GEGEBENER TEXT

Faser-zu- Faser Recycling

Die Kreislaufwirtschaft mit Faser-zu-Faser Recycling stärken! – Das ist das Ziel, dem sich 12 Akteure der textilen Wertschöpfungskette im EU-Projekt „New Cotton Project“ verschrieben haben. Realisiert wurde die technische, wirtschaftliche und kommerziell mögliche Herstellung von Bekleidung aus regenerierten Baumwolltextilabfällen. Fazit: Die Textilindustrie steht vor einer Reihe von Innovationen und Maßnahmen, die zur Schließung des Kreislaufs umgesetzt werden müssen.


Das New Cotton Project startete im Oktober 2020 mit dem Ziel, eine zirkuläre Wertschöpfungskette für die kommerzielle Bekleidungsproduktion zu demonstrieren. Zu den 12 beteiligten Akteuren gehören Hersteller (Frankenhaus- Altkleider Sortierung, Inovafil – Garnproduzent, Kipas Textiles – Textilprdouzent, REvolve Abfall – Kreislaufexperte, Tekstina- Textilproduzent und Veredler), Forschungsinstitutionen (Aalto-Universität Finland, RISE Research Institute of Sweden, Xamk South-Eastern Finland University of Applied Sciences), Einzelhändler (adidas, H&M), Innovatoren (Infinited Fiber Company) und Kommunikationsexperten (Fashion for Good).

AUFGABE 1
Filtere die Datensätze unten: Welche Zeilen enthalten die Zeichenfolge "format"? Gib jede dieser Zeilen unverändert wieder, wobei Groß- und Kleinschreibung zählt.

DATENSÄTZE
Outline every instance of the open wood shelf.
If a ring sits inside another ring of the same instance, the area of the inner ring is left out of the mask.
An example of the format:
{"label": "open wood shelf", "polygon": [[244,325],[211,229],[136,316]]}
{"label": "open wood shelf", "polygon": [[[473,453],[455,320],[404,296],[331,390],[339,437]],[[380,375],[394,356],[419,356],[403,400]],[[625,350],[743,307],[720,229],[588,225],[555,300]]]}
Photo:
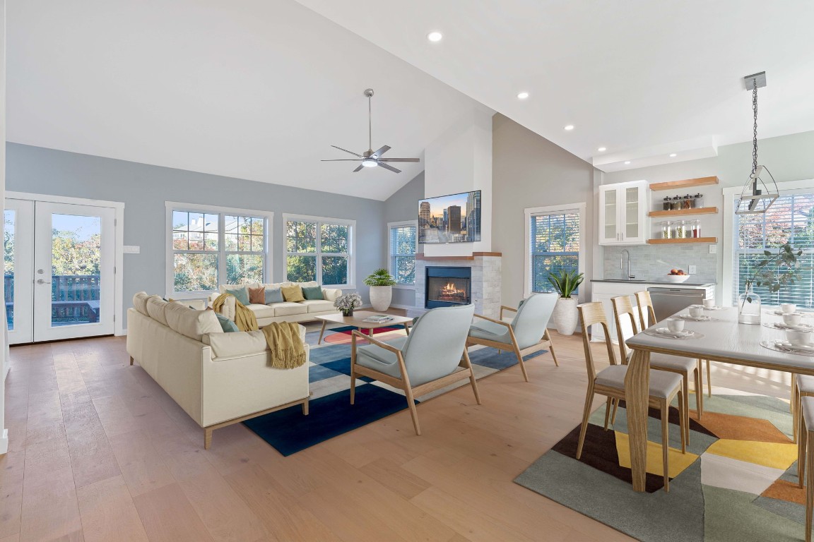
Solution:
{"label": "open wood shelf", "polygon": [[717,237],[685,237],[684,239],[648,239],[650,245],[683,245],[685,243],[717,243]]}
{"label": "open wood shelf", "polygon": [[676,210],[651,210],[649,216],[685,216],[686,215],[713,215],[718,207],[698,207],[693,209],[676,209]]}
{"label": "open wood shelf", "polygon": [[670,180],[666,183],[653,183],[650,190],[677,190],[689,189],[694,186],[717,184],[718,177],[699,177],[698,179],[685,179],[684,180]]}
==
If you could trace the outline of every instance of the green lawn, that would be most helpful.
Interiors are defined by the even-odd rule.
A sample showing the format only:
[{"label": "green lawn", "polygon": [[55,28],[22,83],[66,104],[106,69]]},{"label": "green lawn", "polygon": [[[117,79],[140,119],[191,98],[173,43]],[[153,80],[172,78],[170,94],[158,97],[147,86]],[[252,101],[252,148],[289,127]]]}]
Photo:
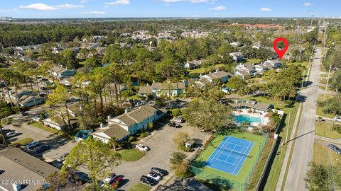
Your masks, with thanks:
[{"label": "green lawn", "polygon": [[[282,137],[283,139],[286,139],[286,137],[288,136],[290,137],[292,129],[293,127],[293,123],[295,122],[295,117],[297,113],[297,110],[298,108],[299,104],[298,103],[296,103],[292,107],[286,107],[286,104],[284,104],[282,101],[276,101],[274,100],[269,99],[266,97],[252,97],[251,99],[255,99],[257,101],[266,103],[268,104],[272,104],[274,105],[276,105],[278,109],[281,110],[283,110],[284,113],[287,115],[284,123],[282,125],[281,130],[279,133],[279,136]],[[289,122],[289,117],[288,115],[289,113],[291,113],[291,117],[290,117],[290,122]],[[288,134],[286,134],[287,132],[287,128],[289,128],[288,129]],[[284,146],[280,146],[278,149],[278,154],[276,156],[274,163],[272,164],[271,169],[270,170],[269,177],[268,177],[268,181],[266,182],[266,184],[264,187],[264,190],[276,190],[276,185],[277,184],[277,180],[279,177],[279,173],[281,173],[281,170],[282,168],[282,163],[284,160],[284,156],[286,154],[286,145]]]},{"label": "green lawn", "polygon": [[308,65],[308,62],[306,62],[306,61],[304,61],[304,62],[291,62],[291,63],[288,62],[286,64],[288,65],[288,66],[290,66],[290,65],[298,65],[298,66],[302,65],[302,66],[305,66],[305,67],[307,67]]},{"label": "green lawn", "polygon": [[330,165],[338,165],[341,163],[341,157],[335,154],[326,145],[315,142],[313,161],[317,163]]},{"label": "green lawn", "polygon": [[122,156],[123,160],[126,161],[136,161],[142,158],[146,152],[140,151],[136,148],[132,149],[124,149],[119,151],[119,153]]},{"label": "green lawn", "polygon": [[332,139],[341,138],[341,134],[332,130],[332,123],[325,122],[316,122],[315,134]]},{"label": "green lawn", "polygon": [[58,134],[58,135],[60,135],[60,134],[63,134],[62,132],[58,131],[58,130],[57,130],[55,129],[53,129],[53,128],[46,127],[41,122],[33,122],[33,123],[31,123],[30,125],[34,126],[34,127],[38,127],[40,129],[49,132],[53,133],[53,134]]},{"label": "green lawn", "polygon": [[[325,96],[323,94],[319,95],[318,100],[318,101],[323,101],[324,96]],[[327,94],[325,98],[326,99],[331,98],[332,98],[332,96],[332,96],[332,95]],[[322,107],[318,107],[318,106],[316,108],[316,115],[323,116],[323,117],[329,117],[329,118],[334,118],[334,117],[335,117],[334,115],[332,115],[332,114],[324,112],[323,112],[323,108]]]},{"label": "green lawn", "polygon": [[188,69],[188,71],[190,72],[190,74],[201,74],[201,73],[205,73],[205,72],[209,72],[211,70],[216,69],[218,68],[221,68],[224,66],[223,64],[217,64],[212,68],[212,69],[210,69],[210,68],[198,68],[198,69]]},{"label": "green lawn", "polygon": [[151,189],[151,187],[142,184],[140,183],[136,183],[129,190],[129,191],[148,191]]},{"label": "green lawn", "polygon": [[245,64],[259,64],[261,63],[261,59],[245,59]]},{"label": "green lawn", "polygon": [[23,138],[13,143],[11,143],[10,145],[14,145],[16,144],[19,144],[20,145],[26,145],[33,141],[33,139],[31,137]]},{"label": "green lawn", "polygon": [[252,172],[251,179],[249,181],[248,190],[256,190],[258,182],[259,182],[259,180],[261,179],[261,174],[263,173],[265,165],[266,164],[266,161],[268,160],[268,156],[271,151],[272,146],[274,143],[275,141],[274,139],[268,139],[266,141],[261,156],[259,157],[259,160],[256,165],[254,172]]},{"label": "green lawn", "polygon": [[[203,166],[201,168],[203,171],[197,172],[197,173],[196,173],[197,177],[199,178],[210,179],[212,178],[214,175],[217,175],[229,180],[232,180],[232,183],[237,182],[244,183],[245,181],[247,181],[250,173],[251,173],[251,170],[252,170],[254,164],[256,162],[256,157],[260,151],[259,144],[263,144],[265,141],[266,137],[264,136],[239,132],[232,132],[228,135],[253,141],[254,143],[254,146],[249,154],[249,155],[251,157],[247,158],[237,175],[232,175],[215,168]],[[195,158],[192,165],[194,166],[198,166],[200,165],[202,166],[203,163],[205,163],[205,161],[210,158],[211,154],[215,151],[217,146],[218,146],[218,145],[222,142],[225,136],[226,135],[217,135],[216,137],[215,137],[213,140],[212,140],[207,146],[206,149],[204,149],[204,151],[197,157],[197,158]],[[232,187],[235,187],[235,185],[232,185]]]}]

AUFGABE 2
Wann startete laut dem Text über Faser-zu-Faser-Recycling das New Cotton Project?

LÖSUNG 1
An example of the format:
A sample showing the format only:

LÖSUNG 2
Im Oktober 2020.